Aim of the task. Please add 68 to every number in the point coordinates that answer each line, and give all the lines again, from the line with "Practice step: pin every instance of the green stem" to the line with "15), (116, 101)]", including both. Leave the pictures out of your answer.

(Dataset items)
━━━━━━━━━━━━━━━━
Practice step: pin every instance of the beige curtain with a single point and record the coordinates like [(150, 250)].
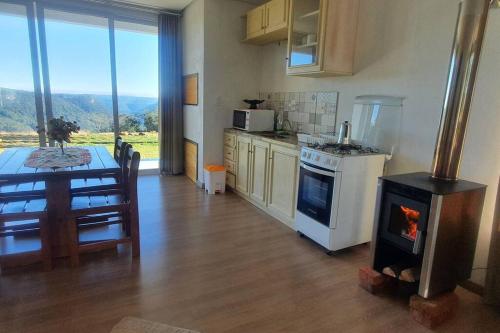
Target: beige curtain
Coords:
[(170, 76), (492, 291)]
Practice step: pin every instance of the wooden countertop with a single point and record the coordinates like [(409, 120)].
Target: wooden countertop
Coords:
[(290, 141)]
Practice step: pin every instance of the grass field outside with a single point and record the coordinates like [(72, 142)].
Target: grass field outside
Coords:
[(146, 143)]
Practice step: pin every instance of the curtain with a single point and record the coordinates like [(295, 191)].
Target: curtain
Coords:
[(170, 95)]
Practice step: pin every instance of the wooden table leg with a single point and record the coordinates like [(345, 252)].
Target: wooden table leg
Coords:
[(58, 206)]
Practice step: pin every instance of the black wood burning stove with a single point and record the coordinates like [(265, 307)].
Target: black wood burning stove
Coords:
[(430, 225), (427, 224)]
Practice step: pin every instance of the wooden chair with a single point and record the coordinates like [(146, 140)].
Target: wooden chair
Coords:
[(14, 189), (104, 182), (25, 217), (107, 207)]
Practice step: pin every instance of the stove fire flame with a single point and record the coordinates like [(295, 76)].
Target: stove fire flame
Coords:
[(412, 216)]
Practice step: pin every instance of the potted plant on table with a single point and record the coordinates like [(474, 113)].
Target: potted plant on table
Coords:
[(60, 131)]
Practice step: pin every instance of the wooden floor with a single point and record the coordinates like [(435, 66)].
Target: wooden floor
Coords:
[(213, 264)]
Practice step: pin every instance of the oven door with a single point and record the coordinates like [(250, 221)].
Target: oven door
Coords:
[(240, 120), (315, 199)]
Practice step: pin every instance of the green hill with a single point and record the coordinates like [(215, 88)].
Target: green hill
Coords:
[(94, 113)]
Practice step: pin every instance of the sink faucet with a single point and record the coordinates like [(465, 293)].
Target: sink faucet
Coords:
[(286, 121)]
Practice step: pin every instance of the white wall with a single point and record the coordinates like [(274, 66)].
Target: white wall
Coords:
[(232, 71), (193, 62), (403, 49), (228, 72)]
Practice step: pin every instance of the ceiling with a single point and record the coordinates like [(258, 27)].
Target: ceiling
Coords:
[(163, 4), (176, 4)]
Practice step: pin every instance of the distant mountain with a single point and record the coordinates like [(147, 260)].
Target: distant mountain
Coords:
[(93, 113)]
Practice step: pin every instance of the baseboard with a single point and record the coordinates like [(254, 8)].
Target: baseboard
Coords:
[(472, 287), (149, 172)]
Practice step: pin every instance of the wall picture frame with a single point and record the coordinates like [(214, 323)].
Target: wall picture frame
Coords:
[(190, 93)]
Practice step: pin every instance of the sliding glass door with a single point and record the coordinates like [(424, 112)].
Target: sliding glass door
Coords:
[(136, 50), (18, 102), (79, 73), (95, 68)]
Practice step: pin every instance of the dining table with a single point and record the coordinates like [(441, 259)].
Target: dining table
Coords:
[(57, 184)]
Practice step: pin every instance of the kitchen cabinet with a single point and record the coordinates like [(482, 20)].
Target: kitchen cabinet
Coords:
[(283, 173), (259, 164), (243, 164), (266, 173), (268, 22), (230, 159), (322, 37), (255, 22)]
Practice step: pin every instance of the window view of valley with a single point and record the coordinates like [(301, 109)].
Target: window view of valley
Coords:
[(138, 121), (80, 80)]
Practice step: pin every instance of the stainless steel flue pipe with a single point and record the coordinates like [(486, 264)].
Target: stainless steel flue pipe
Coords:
[(469, 35)]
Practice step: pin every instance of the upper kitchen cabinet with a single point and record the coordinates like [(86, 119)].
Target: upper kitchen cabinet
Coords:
[(268, 23), (322, 37)]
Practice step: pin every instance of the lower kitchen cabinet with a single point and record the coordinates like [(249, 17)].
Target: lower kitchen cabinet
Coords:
[(243, 164), (259, 161), (267, 176), (283, 182)]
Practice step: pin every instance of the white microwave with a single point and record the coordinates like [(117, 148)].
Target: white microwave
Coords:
[(253, 120)]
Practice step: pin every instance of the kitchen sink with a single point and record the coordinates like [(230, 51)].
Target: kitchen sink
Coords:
[(274, 135)]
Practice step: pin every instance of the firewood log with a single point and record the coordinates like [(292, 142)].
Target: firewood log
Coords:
[(410, 274)]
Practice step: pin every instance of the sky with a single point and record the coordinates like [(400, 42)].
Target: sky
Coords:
[(79, 58)]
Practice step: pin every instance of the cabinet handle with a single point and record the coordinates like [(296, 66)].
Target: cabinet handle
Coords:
[(262, 19)]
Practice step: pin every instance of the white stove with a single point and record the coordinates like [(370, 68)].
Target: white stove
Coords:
[(337, 194)]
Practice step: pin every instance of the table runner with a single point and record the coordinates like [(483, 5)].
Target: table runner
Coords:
[(54, 158)]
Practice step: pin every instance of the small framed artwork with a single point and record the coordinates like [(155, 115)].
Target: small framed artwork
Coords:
[(191, 89)]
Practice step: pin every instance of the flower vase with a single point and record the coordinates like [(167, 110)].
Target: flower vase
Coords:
[(61, 145)]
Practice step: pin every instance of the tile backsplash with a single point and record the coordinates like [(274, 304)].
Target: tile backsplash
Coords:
[(308, 112)]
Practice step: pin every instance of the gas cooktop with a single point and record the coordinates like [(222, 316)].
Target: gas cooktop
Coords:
[(345, 149)]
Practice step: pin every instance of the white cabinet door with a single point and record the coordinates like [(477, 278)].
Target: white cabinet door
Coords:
[(243, 164), (259, 160), (283, 182)]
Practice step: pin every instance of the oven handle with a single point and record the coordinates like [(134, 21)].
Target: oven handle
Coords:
[(318, 171)]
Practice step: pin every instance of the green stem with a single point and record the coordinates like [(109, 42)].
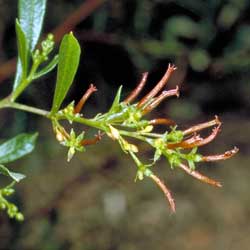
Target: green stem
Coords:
[(29, 109)]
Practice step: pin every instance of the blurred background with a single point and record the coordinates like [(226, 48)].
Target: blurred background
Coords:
[(93, 202)]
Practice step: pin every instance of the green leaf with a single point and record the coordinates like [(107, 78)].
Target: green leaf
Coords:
[(47, 68), (18, 76), (17, 147), (31, 14), (15, 176), (22, 46), (116, 101), (69, 56)]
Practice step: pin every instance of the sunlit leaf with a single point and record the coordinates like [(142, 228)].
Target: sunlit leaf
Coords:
[(47, 68), (15, 176), (69, 56)]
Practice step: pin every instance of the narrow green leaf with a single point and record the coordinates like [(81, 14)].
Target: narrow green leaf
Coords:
[(22, 46), (69, 56), (17, 147), (15, 176), (18, 76), (52, 64), (31, 15), (116, 101)]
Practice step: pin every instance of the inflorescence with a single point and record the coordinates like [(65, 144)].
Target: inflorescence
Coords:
[(126, 119)]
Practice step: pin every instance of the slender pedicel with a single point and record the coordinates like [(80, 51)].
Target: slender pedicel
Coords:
[(158, 87), (84, 98), (200, 176), (195, 141), (202, 126), (157, 100), (138, 89), (162, 121), (97, 138), (165, 190), (226, 155)]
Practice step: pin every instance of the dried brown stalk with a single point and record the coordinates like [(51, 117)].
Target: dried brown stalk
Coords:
[(159, 86), (199, 176), (138, 89), (160, 98), (202, 126)]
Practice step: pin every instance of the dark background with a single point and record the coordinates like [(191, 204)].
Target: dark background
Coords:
[(93, 202)]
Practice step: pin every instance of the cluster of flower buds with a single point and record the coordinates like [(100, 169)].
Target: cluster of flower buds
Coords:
[(126, 119)]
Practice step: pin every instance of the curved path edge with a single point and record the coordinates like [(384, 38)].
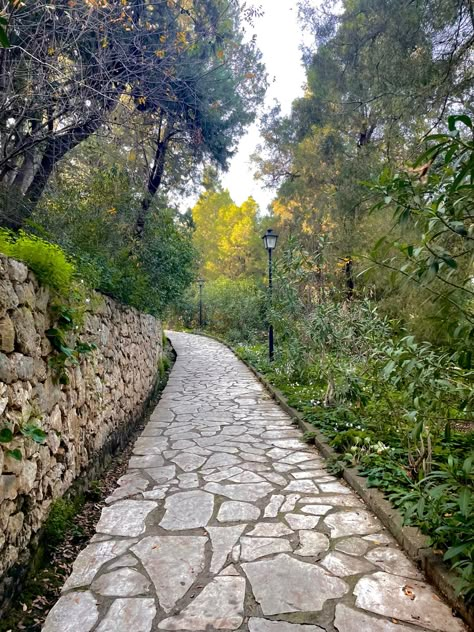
━━━━━━━━━━━━━━━━
Solution for this task.
Practice step: pin every instance of the green stem with a single point and record the coordinates like [(109, 42)].
Target: green stem
Coords:
[(97, 177)]
Practice step: pin every instance of the blurred background with a single point and record the coordinates like [(226, 48)].
Target: blurred background
Coords:
[(161, 270)]
Practice step: pin every instance of the green leaf with a single point and record the coordinates like [(107, 78)].
Target: green leaf
Coords:
[(115, 136), (86, 144), (85, 215), (99, 82), (83, 244), (90, 114), (184, 169), (137, 124)]
Practice step: pin every instance of the sunlit leaf with a single point and record the coordinates like [(142, 228)].
Target: sunlit leaf
Coords:
[(115, 136), (83, 244), (137, 124)]
Practice step: pin every instance of the narrow green leaf with a single point and record the coordinates like [(81, 14)].
Target: narrow green leaf
Coords:
[(90, 114), (137, 124), (85, 215), (83, 244), (86, 144), (120, 132), (99, 83), (184, 169)]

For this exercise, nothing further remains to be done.